Text section:
───
What is the mechanism of action of these antiviral drugs?

Oxana Beer
Oxana Beer
Virology researcher with 10 years experience in herpes studies.

Okay, no problem.

Hello! I'll try to explain how antiviral drugs work in an easy-to-understand way.

You can imagine a virus as a "super simplified" robber. It has nothing of its own; no "factory" to replicate itself. So, its sole goal is to break into our body's cells (these cells are the "factories"), and then use the factory's equipment and raw materials to frantically replicate thousands of new robbers just like itself.

Antiviral drugs are like the "special agents" or "sabotage experts" we send into these factories. Their purpose is to disrupt the virus's replication plan at various stages.

The virus's entire "criminal process" generally involves several steps, and our "special agents" (drugs) counter them at each of these steps:

Stage One: Preventing the Virus from "Breaking In"

Some drugs act like security guards at the factory gate. Some can block the "keys" (proteins on the virus's surface) that the virus uses to unlock, while others can pre-block the "locks" (receptors on our cell surfaces). In any case, they prevent the virus from entering.

Stage Two: Disrupting the "Production Workshop" (The Most Crucial Step)

This is the most common tactic. After successfully entering a cell, the virus takes out its "blueprint" (which is the virus's genetic material, DNA or RNA) and forces the cell's production line to manufacture new viral components according to this blueprint.

This is where our drug agents truly shine. Taking herpes virus, which you mentioned, as an example, the famous antiviral drug "Acyclovir" works like this:

  • Providing "Fake Raw Material": When a cell replicates the virus's DNA, it needs a raw material called "nucleotide". Acyclovir disguises itself as a "fake" nucleotide raw material.
───
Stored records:
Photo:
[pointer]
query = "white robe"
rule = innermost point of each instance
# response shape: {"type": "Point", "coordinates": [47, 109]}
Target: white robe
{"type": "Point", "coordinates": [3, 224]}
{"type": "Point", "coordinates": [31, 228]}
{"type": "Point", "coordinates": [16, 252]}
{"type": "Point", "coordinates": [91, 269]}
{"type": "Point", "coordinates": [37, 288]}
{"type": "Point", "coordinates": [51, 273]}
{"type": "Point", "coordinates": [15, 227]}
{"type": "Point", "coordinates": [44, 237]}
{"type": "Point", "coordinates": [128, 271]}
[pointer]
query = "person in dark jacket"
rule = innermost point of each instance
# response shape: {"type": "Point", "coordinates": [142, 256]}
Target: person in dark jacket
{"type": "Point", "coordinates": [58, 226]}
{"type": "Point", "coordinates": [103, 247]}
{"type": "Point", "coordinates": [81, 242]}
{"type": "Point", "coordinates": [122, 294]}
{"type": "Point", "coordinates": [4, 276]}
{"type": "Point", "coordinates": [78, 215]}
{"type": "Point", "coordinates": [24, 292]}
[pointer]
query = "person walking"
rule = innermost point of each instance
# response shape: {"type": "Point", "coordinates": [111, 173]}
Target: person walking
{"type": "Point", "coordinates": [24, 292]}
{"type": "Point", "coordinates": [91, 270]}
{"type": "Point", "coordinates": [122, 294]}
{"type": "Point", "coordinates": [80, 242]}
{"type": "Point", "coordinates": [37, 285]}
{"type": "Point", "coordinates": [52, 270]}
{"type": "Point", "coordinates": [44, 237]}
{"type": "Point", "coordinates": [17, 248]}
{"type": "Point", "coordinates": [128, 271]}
───
Exercise brief: Reproduce, word for word, the entire text above on how antiviral drugs work.

Task answer:
What is the mechanism of action of these antiviral drugs?

Oxana Beer
Oxana Beer
Virology researcher with 10 years experience in herpes studies.

Okay, no problem.

Hello! I'll try to explain how antiviral drugs work in an easy-to-understand way.

You can imagine a virus as a "super simplified" robber. It has nothing of its own; no "factory" to replicate itself. So, its sole goal is to break into our body's cells (these cells are the "factories"), and then use the factory's equipment and raw materials to frantically replicate thousands of new robbers just like itself.

Antiviral drugs are like the "special agents" or "sabotage experts" we send into these factories. Their purpose is to disrupt the virus's replication plan at various stages.

The virus's entire "criminal process" generally involves several steps, and our "special agents" (drugs) counter them at each of these steps:

Stage One: Preventing the Virus from "Breaking In"

Some drugs act like security guards at the factory gate. Some can block the "keys" (proteins on the virus's surface) that the virus uses to unlock, while others can pre-block the "locks" (receptors on our cell surfaces). In any case, they prevent the virus from entering.

Stage Two: Disrupting the "Production Workshop" (The Most Crucial Step)

This is the most common tactic. After successfully entering a cell, the virus takes out its "blueprint" (which is the virus's genetic material, DNA or RNA) and forces the cell's production line to manufacture new viral components according to this blueprint.

This is where our drug agents truly shine. Taking herpes virus, which you mentioned, as an example, the famous antiviral drug "Acyclovir" works like this:

  • Providing "Fake Raw Material": When a cell replicates the virus's DNA, it needs a raw material called "nucleotide". Acyclovir disguises itself as a "fake" nucleotide raw material.